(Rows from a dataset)
● ● ● ●

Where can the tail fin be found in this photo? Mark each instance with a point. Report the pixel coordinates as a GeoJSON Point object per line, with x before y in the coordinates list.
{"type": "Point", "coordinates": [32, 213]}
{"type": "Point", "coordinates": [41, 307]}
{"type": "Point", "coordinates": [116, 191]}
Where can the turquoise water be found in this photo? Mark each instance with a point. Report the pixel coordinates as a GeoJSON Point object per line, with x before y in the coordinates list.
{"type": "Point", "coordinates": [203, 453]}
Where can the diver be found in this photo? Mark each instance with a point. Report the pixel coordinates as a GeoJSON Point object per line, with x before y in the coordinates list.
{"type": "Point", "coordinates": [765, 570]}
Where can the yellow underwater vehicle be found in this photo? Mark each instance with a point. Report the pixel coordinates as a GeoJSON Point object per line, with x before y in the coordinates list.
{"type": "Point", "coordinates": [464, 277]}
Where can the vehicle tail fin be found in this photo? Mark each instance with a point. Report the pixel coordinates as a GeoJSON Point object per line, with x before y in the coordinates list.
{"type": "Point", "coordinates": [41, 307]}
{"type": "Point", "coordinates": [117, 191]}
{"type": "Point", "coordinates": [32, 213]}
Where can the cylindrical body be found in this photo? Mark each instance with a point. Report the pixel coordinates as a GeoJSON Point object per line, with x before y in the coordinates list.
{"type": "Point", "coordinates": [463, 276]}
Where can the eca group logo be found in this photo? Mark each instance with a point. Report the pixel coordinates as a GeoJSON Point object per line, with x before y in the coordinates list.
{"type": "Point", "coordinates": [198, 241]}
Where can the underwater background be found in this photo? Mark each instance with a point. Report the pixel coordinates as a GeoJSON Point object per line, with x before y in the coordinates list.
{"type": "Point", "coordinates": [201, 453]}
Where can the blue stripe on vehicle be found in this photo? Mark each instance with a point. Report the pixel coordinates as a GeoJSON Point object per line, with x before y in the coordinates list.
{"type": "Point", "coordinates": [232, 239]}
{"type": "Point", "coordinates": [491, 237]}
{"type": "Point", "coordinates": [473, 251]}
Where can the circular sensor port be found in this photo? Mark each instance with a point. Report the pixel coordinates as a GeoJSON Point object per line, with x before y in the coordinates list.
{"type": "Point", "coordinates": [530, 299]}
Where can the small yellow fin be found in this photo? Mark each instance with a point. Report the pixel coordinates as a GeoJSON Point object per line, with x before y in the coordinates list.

● ● ● ●

• [EXERCISE PROMPT]:
All of the entries above must be quoted exactly.

• [ANSWER TO THE EXERCISE]:
Where can the tail fin be found in this photo? Mark each instance with a point. Report the pixel coordinates as a GeoJSON Point object per line, with x before y in the coordinates list.
{"type": "Point", "coordinates": [32, 213]}
{"type": "Point", "coordinates": [41, 307]}
{"type": "Point", "coordinates": [116, 191]}
Where can the turquoise water be found in this photo? Mark each instance with a point. Report the pixel coordinates as a GeoJSON Point object per line, with x before y in the coordinates list.
{"type": "Point", "coordinates": [203, 453]}
Where can the diver be found in this photo? Mark each instance with a point. Report the pixel coordinates as a GeoJSON Point object per line, with x before y in the coordinates list.
{"type": "Point", "coordinates": [765, 570]}
Where can the yellow underwater vehicle be found in this photo? Mark each instance with a point. Report the pixel coordinates as a GeoJSON Point object per line, with x before y in the coordinates list.
{"type": "Point", "coordinates": [464, 277]}
Where can the vehicle tail fin be found in this photo? Mark each instance with a point. Report the pixel coordinates as a GeoJSON Point object per line, with x before y in the coordinates list.
{"type": "Point", "coordinates": [41, 307]}
{"type": "Point", "coordinates": [117, 191]}
{"type": "Point", "coordinates": [32, 213]}
Where can the cylindrical body be found in this photo? Mark each instance with a point. Report the pixel coordinates as a GeoJSON Point object per line, with x before y in the coordinates list.
{"type": "Point", "coordinates": [463, 276]}
Where can the eca group logo be found in this photo? Mark each instance with a point. Report the pixel coordinates as a GeoJSON Point object per line, with x before y in the coordinates list.
{"type": "Point", "coordinates": [198, 241]}
Where can the underwater background be found in this photo? Mark each instance with a point. Report the pixel coordinates as a GeoJSON Point object per line, with x before y in the coordinates list.
{"type": "Point", "coordinates": [201, 453]}
Where can the blue stripe on vehicle be found in this photo? Mark each instance with a point. Report the pixel coordinates as a GeoJSON Point object per line, with x before y in the coordinates list.
{"type": "Point", "coordinates": [232, 239]}
{"type": "Point", "coordinates": [491, 237]}
{"type": "Point", "coordinates": [473, 251]}
Where can the circular sensor port be found in this photo? Mark each instance with a point. Report the pixel coordinates as a GeoJSON Point object per line, with x before y in the coordinates list.
{"type": "Point", "coordinates": [530, 299]}
Where can the small yellow fin be found in this photo? Mark each instance with a point. Report the pixel coordinates as a GeoJSON Point object per line, with x before y in the coordinates list.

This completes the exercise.